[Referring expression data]
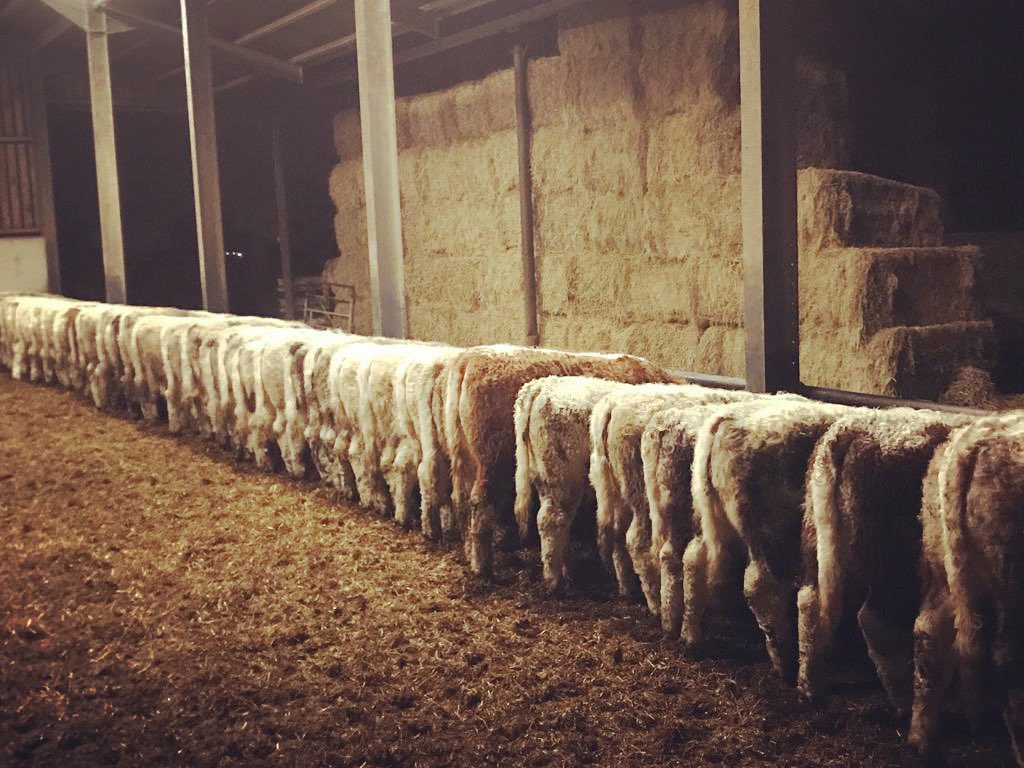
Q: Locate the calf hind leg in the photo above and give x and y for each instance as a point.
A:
(933, 667)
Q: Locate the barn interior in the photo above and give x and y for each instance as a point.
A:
(836, 208)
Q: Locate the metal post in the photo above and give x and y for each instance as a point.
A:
(206, 174)
(101, 99)
(520, 64)
(44, 175)
(380, 162)
(284, 241)
(767, 80)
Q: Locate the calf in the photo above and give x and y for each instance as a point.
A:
(667, 453)
(616, 473)
(482, 386)
(552, 456)
(417, 456)
(861, 535)
(973, 578)
(749, 472)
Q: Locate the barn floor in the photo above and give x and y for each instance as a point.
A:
(162, 604)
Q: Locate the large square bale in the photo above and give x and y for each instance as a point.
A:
(722, 350)
(719, 290)
(663, 290)
(690, 54)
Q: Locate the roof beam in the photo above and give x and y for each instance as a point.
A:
(259, 61)
(471, 35)
(280, 24)
(286, 20)
(408, 14)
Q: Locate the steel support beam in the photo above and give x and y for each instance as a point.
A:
(767, 81)
(519, 65)
(259, 61)
(44, 175)
(206, 174)
(380, 163)
(284, 239)
(101, 98)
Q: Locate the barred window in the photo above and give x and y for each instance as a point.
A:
(17, 174)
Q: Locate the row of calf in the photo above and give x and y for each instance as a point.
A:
(914, 519)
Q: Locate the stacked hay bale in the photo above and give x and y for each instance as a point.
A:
(886, 308)
(352, 265)
(636, 164)
(459, 177)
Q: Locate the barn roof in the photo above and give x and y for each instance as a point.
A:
(309, 44)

* Exercise goal
Check each line above for the word "photo" and copy every line that has it.

* Task result
Q: Locate the calf hind leg in the photo above and give x and y for each instance as a point.
Q: Locate the barn interior in the photo above and give x and y for each instance as a point.
Q: Locate the metal post in the photo above and give x and y for each instance as a point.
Q: Locate the calf in the photo above and give x and y for each instance as a point.
Q: Locate the barn floor in the photo above and give x and y for each instance as a point.
Q: Locate the large square bale in the photo above and give x and y for each instance as a point.
Q: Locate the roof beam in the photo above and give x and y for each instance as a point.
Q: Locate the steel support beam in the photo above and give x and y for each instance as a point.
Q: Locate the barred window in the photo above and give x and y for each instance as a point.
Q: Locate the row of calf in the photo above and give x and y for each instance as a point.
Q: Locate the stacked hay bale in the photo above and give x and y for each instance as a point.
Q: Locate the barn roof in the photo above and give x and y for each instance as a point.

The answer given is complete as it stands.